▼

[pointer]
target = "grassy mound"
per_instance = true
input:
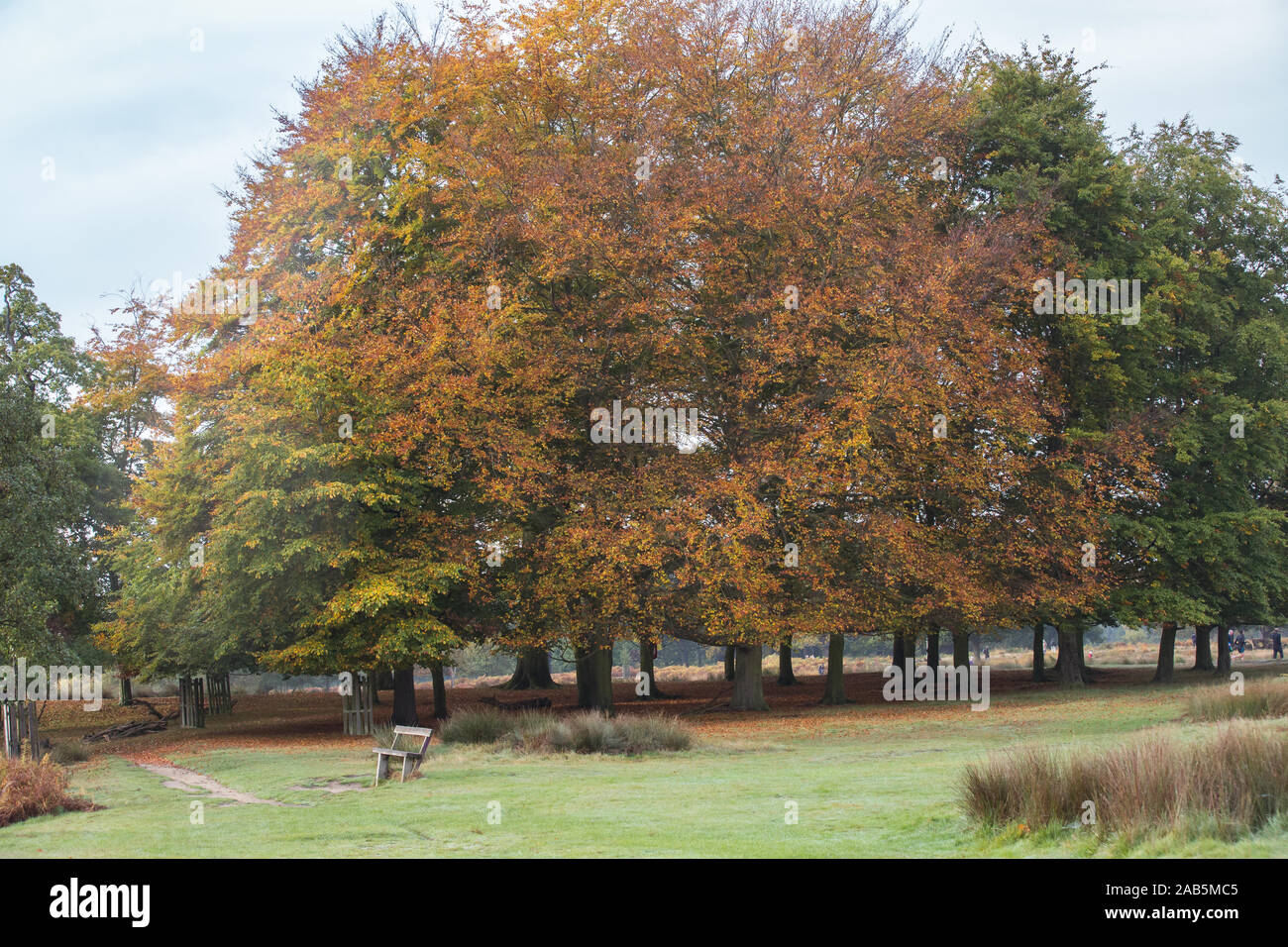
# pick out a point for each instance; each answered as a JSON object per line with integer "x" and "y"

▲

-- Directions --
Please rewrite the records above as a JSON list of strings with one string per line, skipping blank lines and leaving out the pictures.

-- Written response --
[
  "[pointer]",
  "target = \"grassy mound\"",
  "per_instance = true",
  "input:",
  "# pick out a point for each instance; each answered as a JSON object per line with integer \"x\" and \"y\""
]